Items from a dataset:
· · ·

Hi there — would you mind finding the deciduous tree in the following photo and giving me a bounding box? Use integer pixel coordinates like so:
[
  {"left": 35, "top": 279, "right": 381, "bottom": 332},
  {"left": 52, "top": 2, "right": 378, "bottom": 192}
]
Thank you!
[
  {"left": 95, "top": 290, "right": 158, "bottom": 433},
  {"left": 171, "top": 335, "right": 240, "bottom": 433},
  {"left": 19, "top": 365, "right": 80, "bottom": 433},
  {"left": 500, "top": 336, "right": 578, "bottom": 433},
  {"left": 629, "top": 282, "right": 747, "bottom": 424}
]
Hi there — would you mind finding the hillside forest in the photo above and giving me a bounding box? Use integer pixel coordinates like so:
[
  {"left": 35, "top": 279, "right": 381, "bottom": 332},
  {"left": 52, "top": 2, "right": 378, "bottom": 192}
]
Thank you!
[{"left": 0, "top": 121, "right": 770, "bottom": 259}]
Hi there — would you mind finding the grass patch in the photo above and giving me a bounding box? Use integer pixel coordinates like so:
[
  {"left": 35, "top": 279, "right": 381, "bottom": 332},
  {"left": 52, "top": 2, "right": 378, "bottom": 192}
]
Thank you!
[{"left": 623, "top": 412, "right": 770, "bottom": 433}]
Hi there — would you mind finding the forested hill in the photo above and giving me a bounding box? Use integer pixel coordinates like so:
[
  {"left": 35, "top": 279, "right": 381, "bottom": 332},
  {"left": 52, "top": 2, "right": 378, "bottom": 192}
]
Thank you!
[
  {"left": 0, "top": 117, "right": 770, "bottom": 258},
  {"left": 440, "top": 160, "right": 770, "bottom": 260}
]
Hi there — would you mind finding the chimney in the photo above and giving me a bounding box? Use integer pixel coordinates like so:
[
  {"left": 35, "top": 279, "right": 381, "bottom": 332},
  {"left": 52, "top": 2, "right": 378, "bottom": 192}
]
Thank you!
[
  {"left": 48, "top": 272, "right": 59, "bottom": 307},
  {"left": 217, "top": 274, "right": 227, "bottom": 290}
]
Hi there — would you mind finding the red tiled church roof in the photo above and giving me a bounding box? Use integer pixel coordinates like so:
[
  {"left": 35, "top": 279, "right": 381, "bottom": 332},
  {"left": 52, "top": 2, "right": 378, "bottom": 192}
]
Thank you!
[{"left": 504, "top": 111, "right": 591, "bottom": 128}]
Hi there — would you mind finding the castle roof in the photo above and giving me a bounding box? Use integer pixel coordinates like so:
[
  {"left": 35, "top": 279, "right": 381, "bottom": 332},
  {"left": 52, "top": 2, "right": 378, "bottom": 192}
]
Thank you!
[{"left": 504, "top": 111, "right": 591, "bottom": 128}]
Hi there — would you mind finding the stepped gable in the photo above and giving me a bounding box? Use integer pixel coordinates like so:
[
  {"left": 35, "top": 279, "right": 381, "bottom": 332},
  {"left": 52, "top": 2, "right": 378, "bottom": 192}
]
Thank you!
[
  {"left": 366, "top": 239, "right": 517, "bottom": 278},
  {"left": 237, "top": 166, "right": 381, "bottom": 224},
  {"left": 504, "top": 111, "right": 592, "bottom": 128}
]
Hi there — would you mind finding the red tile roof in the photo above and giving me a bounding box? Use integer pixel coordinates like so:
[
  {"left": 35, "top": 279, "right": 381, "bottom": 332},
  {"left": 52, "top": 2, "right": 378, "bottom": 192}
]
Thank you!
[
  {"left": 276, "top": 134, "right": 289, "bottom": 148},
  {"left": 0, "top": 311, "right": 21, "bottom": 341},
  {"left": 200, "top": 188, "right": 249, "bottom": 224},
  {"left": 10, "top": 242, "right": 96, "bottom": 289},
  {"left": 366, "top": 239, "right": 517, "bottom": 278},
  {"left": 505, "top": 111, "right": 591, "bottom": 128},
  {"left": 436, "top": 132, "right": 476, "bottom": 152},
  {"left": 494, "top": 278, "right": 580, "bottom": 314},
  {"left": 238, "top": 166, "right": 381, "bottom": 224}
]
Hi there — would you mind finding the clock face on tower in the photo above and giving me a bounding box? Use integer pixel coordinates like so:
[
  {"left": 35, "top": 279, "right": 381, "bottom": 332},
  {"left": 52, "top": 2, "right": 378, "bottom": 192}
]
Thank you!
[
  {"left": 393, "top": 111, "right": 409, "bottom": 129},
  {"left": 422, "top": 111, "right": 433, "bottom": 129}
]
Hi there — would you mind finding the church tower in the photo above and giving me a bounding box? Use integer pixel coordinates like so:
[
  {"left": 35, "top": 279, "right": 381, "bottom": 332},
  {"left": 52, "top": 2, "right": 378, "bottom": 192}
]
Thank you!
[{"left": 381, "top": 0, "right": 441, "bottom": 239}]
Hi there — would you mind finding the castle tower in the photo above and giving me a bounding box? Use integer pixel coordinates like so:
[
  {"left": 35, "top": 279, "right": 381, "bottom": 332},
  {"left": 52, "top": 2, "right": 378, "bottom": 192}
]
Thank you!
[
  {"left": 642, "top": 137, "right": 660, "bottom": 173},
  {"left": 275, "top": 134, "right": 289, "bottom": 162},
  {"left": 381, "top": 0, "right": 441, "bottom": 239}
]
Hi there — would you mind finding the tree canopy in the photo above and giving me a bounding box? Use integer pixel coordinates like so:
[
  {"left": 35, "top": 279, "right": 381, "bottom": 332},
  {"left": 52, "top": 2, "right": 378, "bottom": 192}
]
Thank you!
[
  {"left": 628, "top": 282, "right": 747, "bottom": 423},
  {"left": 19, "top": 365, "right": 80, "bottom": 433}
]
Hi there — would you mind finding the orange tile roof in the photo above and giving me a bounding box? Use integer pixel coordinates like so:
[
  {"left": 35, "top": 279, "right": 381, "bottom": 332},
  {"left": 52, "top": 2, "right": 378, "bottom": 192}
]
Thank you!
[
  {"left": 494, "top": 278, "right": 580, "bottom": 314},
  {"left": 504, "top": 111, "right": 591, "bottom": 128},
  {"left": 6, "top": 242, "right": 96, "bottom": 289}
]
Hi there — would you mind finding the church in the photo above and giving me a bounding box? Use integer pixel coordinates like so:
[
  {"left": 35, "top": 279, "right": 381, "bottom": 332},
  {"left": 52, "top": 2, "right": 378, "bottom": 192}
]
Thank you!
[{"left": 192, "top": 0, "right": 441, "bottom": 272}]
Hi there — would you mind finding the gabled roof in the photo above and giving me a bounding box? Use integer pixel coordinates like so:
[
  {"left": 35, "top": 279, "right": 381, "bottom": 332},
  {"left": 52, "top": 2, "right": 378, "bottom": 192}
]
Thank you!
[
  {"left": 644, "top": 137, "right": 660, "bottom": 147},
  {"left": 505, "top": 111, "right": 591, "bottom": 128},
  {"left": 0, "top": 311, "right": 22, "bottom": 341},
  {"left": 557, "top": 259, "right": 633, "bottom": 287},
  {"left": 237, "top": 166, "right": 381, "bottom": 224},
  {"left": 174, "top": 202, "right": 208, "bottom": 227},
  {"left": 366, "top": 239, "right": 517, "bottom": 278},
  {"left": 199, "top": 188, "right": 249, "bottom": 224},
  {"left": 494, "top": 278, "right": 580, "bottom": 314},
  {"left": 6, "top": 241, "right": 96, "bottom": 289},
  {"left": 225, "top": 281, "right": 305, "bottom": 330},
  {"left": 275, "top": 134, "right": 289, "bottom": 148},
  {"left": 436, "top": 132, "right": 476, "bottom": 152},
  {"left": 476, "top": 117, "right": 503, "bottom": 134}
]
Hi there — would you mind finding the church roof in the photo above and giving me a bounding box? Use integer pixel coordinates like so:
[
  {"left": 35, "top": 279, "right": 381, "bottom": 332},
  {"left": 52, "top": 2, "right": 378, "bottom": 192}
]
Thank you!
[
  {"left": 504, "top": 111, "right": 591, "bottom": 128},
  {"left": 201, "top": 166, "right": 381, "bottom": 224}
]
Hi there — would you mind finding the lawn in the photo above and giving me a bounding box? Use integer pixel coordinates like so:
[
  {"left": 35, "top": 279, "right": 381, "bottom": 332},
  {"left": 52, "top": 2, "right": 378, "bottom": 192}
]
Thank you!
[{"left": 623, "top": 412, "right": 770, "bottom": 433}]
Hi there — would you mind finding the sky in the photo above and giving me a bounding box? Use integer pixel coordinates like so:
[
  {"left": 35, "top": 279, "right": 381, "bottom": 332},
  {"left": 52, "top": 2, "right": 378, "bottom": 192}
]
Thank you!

· · ·

Return, unchanged, every line from the one containing "Hi there — would you mind finding the sky" through the end of the material, with both ends included.

▶ The response
Hi there — would you mind finding the sky in the photo above and giving me a bounding box? Use integer pixel coordinates like so:
[
  {"left": 35, "top": 279, "right": 381, "bottom": 332},
  {"left": 52, "top": 2, "right": 378, "bottom": 192}
]
Thank you!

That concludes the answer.